- _Your instructions_
Transcribe everything in the listing as written, and let no image into the copy.

- _Input records_
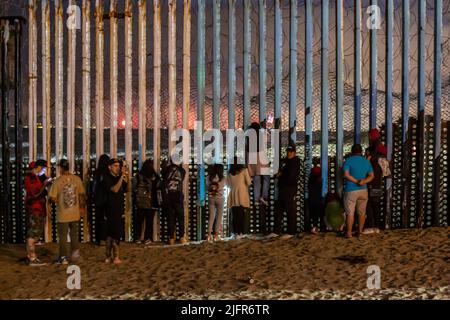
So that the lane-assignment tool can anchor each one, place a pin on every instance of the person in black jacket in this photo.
(288, 176)
(145, 199)
(115, 184)
(98, 197)
(173, 176)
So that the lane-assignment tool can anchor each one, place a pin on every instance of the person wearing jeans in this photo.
(215, 184)
(70, 196)
(287, 192)
(239, 199)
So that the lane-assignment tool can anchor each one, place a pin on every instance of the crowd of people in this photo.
(153, 192)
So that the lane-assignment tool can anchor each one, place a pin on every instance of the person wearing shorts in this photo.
(358, 172)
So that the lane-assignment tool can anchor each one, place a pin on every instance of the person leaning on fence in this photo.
(358, 172)
(215, 185)
(288, 177)
(115, 184)
(70, 197)
(238, 179)
(259, 173)
(173, 197)
(36, 181)
(145, 199)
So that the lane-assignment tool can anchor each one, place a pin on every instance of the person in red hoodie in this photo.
(36, 181)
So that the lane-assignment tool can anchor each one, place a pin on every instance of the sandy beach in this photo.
(414, 264)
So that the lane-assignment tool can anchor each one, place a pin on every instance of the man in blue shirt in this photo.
(358, 172)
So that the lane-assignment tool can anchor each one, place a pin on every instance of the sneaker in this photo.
(272, 235)
(62, 261)
(36, 263)
(286, 236)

- _Task answer_
So that the lane-assignment tool can anchor each one, place a pin on every instance of the person in black jacket in this photo.
(288, 176)
(145, 199)
(115, 184)
(98, 197)
(173, 176)
So that the lane-assignment tool can anchor each one, place a pin on every instance of the person wearing jeans in this photo.
(215, 184)
(70, 196)
(287, 192)
(239, 199)
So that the lane-assignment tool can anchor each one, place a pin on every instance of the crowd of people in this photo.
(153, 192)
So that the lane-assignment tool can anchor each one, place a pin on every instance of the person wearing shorts in this photo.
(358, 172)
So that the lane-assignment tool can anchor each one, place a pin on every instance of the person leaning on fence in this photo.
(358, 172)
(215, 185)
(288, 177)
(115, 184)
(70, 197)
(238, 179)
(259, 173)
(173, 197)
(36, 181)
(145, 199)
So that the lane-assignment tool can anchor each one, place a pin on every instance of the person in red hoodie in this photo.
(36, 181)
So that the lane-assignment tool can anchor each one, place a pin on every instance of the sandy beach in this photo.
(414, 264)
So that the lane-assignment tool can anchor each one, place a pin on every instance of the man in blue shirt in this photo.
(358, 172)
So that the lane-assignment tool can anchor each one, place a pin on every instance of the sneaker in this photo.
(272, 235)
(62, 261)
(36, 263)
(286, 236)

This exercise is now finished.